| Document passage |
Or, have some sort of stalling gimmick, such as Ric Flair howling "Noooooooo!" and begging the other guy not to hit him (followed up by a quick thumb to the eye), or taking a face first flop onto the canvas to get a quick rest.  He seems to resort to the latter more frequently these days, since he's 55 years old...


----------



## hong kong fooey (May 1, 2006)

I was reading a story once and read that a wrestler was powerbombed well he landed wrong and died! now you tell me wrestling is so fake.


----------



## Henderson (May 1, 2006)

I've never been a pro wrestling fan.  But there was a guy that I thought was awesome.  What ever happened to Goldberg?


----------



## Kreth (May 1, 2006)

Henderson said:
			
		

> I've never been a pro wrestling fan. But there was a guy that I thought was awesome. What ever happened to Goldberg?


Take your pick: lack of talent, huge ego, or a tendency to work too stiff (in other words, not pulling punches in the ring). Injuries to other wrestlers seem to follow him around. I hear the WWE will be signing him again soon, oh boy... :roll eyes:
As for wrestling being fake... Yes the matches are scripted, but have someone slap a sleeper hold (hadaka jime), figure four, Sharpshooter or Boston Crab on you and see how it feels...


----------



## Nemesis (May 28, 2006)

| Data provided |
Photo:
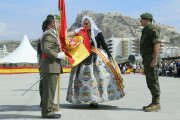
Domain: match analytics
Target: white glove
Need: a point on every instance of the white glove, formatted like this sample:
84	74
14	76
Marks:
77	30
61	55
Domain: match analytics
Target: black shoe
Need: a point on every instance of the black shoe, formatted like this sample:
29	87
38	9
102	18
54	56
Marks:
93	105
53	116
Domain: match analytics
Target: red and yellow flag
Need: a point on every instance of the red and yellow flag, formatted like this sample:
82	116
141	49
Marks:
77	48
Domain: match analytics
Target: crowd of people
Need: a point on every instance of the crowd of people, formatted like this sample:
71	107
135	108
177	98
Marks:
95	79
169	68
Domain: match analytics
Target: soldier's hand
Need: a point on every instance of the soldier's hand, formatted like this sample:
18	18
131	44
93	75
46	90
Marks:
153	63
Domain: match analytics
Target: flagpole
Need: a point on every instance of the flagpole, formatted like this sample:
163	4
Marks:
58	96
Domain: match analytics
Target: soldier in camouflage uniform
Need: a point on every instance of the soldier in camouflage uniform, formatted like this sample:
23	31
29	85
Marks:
149	49
50	67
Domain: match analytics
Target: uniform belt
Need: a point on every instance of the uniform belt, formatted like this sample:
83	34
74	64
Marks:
44	55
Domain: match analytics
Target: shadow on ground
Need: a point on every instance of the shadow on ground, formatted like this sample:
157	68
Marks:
18	116
100	107
6	108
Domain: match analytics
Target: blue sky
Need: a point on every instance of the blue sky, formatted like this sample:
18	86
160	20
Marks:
19	17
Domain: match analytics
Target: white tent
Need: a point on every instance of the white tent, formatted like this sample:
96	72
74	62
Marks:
24	53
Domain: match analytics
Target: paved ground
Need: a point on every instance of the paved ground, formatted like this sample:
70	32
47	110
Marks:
15	106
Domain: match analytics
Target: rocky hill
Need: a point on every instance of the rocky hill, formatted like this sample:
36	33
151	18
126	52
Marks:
117	25
123	26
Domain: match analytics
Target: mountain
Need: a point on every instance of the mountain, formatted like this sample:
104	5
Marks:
117	25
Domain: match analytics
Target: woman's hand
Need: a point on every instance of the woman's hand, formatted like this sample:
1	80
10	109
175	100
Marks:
153	63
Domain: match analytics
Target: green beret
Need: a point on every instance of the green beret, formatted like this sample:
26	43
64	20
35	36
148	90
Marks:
147	16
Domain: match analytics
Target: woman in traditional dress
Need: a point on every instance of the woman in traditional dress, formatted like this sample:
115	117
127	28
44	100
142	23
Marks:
92	81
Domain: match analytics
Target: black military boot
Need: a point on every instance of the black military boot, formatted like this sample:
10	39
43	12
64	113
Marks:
154	106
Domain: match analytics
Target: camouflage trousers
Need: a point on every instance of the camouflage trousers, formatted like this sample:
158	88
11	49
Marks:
151	77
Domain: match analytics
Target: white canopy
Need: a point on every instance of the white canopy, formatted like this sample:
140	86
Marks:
24	53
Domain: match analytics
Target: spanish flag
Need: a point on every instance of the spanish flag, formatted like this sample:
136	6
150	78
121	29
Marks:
77	48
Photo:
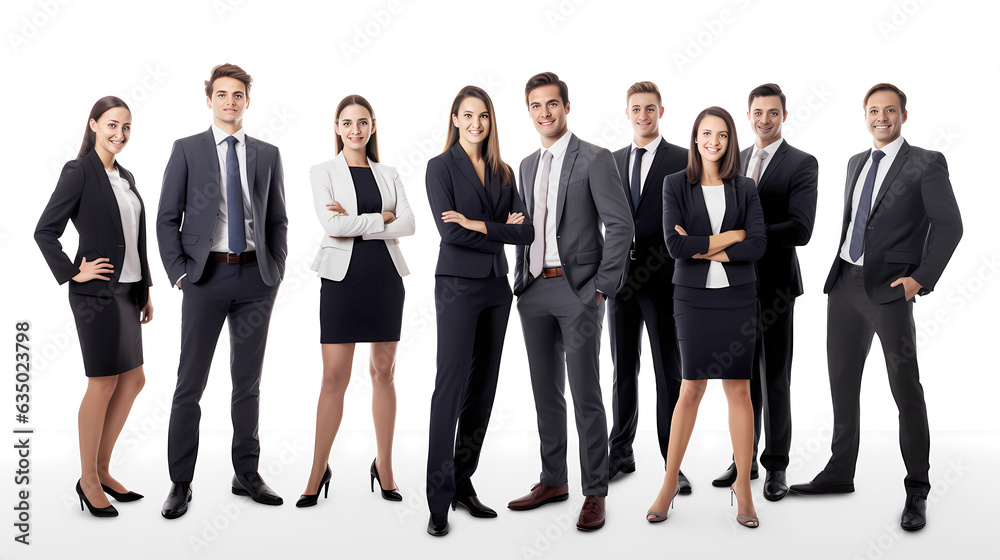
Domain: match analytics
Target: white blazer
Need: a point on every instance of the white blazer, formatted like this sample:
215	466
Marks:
331	181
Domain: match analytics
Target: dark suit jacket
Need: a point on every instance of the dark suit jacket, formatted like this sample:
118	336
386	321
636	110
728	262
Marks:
684	205
914	226
83	194
452	184
589	194
787	192
650	247
192	195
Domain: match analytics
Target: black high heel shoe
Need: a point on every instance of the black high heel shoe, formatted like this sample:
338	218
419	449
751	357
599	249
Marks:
391	495
109	511
118	496
308	500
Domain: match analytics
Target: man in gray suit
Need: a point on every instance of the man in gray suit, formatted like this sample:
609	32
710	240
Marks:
570	187
222	233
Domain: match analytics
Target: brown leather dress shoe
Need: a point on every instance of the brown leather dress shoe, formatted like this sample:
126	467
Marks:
592	514
540	494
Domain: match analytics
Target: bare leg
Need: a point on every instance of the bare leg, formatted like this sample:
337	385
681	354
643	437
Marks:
681	427
337	359
93	411
382	368
128	387
741	432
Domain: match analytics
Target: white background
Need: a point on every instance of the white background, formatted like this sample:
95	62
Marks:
409	59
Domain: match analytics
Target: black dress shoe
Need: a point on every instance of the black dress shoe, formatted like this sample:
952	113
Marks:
475	507
250	484
823	484
775	486
437	526
683	484
176	503
728	478
914	514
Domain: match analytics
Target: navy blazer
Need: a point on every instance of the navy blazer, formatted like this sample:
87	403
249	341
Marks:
684	205
453	184
84	195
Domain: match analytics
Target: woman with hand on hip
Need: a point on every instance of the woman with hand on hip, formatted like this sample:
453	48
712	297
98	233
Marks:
363	210
108	290
714	229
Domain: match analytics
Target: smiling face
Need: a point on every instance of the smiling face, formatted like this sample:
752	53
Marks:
112	129
228	102
548	112
883	116
472	121
644	112
766	117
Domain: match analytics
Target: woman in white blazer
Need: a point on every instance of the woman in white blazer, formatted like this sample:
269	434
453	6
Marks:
363	209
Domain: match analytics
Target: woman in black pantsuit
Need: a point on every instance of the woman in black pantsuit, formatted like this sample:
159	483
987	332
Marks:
714	228
108	290
477	210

| Challenges |
1) From the wrestling thread, extract the passage that begins at the words "## Kreth (May" and stops after the words "awesome. What ever happened to Goldberg?".
2) In the wrestling thread, what does Kreth say the WWE will soon be doing with Goldberg?

| Answers to the exercise |
1)
## Kreth (May 1, 2006)

Henderson said:
			
		

> I've never been a pro wrestling fan. But there was a guy that I thought was awesome. What ever happened to Goldberg?

2) Kreth has heard that the WWE will be signing Goldberg again soon.